- WORK TO DO -
Reproduce verbatim the stretch of the material from the line containing "[segment] red fence post" through the line containing "[[[218,167],[207,181],[201,192],[214,192],[224,173],[224,169]]]", including both of those lines and nothing else.
===== RECORDS TO PROCESS =====
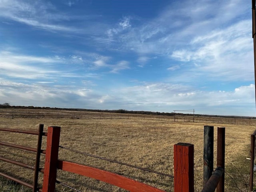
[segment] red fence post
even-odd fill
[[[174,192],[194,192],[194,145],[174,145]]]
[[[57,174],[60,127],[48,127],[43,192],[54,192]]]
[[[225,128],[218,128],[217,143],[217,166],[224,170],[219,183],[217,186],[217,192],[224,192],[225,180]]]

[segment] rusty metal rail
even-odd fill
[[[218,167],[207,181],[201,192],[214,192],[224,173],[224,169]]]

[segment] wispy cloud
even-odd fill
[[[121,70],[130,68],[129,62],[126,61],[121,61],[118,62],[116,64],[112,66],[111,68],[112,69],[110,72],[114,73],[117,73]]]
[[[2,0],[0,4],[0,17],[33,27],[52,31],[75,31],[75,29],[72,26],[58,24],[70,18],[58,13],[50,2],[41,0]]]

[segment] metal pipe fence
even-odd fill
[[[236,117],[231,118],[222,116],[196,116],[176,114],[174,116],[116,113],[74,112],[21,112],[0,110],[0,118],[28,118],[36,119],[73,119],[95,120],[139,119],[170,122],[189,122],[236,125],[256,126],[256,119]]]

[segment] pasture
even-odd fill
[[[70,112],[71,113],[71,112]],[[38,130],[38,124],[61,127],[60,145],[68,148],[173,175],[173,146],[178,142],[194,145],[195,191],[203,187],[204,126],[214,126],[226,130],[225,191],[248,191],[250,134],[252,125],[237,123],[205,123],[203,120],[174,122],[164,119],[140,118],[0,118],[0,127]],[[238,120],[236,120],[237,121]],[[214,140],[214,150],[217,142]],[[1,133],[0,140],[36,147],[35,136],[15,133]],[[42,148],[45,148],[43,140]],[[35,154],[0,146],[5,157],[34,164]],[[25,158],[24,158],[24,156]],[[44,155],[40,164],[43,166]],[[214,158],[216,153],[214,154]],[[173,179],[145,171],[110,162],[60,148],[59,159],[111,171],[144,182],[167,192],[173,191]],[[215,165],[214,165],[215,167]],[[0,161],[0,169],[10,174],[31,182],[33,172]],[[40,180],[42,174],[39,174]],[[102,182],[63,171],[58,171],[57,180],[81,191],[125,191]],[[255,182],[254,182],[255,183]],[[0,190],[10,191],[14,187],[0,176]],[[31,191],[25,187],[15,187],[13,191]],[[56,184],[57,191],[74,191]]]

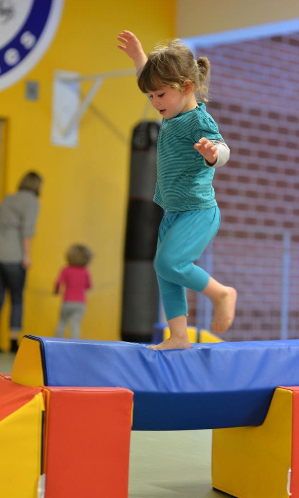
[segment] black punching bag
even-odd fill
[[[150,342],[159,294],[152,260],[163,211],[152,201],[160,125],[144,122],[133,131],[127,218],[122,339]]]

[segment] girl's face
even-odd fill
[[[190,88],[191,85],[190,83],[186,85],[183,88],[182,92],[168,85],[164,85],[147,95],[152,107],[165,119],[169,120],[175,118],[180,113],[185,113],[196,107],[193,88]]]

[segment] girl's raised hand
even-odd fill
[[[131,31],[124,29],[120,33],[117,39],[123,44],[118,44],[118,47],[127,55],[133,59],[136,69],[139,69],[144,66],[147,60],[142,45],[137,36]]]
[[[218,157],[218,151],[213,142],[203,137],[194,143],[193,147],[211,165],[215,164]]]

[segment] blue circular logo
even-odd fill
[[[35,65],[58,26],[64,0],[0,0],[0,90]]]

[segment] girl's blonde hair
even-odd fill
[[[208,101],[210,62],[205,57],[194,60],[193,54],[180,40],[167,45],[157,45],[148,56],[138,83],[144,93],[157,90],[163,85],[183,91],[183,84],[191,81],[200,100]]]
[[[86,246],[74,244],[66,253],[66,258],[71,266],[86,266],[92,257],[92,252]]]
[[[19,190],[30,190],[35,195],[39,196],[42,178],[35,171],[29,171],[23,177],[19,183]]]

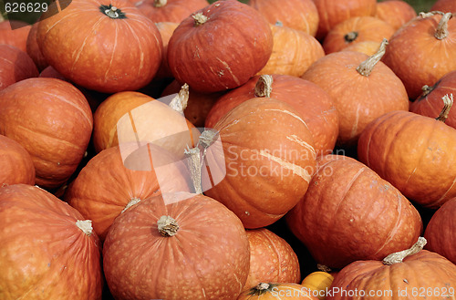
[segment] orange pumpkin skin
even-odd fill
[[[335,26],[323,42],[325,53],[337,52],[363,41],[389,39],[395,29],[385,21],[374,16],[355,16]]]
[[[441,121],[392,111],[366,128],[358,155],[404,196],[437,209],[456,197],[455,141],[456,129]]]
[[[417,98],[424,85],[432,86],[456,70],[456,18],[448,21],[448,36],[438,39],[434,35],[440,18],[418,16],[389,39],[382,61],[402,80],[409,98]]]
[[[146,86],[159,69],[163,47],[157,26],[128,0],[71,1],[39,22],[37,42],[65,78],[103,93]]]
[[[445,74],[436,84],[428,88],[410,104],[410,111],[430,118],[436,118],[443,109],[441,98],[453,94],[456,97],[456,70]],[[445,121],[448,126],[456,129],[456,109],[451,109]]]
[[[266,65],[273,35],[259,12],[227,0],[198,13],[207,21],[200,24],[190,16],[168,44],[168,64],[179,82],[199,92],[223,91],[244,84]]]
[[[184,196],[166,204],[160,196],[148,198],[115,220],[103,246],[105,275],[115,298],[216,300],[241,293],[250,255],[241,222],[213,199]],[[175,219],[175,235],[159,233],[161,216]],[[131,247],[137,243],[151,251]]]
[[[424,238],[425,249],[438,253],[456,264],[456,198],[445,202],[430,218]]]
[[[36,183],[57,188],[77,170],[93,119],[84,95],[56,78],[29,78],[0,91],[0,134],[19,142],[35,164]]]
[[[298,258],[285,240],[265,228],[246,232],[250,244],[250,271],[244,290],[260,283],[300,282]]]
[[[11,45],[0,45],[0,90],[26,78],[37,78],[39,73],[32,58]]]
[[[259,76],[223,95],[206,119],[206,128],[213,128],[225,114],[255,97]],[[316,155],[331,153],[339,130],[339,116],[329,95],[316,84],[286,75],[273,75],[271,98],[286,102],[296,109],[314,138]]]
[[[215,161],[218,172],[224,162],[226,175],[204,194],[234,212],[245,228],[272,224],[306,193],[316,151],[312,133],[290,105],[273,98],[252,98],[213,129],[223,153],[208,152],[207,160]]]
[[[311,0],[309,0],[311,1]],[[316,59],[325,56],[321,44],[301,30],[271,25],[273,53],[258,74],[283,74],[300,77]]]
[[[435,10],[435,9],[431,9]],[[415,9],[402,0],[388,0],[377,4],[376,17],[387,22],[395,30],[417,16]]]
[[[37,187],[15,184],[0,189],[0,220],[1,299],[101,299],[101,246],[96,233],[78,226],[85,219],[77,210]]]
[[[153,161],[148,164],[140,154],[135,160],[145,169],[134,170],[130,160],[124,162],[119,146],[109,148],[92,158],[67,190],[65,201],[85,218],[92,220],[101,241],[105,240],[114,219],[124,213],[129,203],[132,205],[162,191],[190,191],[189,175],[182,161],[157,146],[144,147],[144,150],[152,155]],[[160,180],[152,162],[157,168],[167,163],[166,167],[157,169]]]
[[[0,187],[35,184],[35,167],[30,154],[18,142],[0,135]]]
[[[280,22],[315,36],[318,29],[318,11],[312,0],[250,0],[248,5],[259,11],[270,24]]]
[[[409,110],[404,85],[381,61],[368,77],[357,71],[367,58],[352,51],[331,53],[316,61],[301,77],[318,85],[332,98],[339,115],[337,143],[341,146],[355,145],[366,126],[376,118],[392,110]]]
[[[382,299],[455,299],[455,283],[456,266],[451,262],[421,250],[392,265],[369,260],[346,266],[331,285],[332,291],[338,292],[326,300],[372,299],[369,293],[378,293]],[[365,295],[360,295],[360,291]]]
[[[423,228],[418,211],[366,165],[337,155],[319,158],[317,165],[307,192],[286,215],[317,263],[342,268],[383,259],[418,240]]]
=====
===== RECORDS TO PROCESS =====
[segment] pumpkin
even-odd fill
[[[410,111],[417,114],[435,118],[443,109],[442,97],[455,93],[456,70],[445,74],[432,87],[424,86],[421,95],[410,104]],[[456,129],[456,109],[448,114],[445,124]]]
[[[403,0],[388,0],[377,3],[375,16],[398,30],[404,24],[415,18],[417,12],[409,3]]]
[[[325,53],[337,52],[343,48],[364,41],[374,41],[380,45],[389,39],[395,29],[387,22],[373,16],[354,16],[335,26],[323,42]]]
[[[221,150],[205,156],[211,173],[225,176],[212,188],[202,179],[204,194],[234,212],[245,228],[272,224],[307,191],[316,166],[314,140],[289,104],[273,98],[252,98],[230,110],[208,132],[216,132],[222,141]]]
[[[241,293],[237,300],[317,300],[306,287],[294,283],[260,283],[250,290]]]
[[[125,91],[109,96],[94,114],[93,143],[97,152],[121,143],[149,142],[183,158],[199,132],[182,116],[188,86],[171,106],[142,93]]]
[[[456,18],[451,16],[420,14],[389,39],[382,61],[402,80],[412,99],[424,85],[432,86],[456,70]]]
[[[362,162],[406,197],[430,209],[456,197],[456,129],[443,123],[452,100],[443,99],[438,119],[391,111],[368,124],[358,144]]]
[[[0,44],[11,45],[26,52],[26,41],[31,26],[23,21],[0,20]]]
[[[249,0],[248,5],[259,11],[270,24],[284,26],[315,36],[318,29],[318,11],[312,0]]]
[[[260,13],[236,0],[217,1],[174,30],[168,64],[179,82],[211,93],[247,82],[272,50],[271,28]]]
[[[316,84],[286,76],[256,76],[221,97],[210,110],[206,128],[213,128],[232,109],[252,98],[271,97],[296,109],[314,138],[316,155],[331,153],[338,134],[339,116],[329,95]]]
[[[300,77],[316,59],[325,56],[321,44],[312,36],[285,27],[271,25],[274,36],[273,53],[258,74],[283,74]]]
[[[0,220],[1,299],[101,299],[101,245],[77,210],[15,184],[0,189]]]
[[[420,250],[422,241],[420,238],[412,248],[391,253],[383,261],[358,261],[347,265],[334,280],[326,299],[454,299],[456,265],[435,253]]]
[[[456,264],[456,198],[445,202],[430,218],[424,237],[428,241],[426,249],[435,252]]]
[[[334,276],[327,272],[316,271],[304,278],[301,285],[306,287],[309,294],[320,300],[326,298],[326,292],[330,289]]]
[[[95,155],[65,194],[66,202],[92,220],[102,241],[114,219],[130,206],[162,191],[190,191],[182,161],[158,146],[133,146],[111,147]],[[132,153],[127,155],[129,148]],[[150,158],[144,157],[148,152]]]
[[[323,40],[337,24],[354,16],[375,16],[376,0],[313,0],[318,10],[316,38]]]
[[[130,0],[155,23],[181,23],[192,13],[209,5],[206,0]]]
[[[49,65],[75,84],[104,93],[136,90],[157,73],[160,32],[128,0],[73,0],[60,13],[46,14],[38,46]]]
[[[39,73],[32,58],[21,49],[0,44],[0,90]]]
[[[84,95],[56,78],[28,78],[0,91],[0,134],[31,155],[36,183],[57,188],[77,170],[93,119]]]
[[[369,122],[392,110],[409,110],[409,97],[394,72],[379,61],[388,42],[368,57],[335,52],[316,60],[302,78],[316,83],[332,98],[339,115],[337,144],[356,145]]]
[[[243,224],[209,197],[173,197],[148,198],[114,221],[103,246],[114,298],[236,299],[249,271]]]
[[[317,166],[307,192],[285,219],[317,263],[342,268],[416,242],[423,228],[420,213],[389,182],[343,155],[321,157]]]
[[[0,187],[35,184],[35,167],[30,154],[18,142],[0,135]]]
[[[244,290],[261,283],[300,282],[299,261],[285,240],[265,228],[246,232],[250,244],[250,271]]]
=====
- EXPECTED ANSWER -
[segment] red fence post
even-odd fill
[[[174,192],[194,192],[194,145],[174,145]]]
[[[57,174],[60,127],[48,127],[43,192],[54,192]]]
[[[225,128],[218,128],[217,143],[217,166],[224,170],[219,183],[217,186],[217,192],[224,192],[225,180]]]

[segment] rusty metal rail
even-odd fill
[[[218,167],[207,181],[201,192],[214,192],[224,173],[224,169]]]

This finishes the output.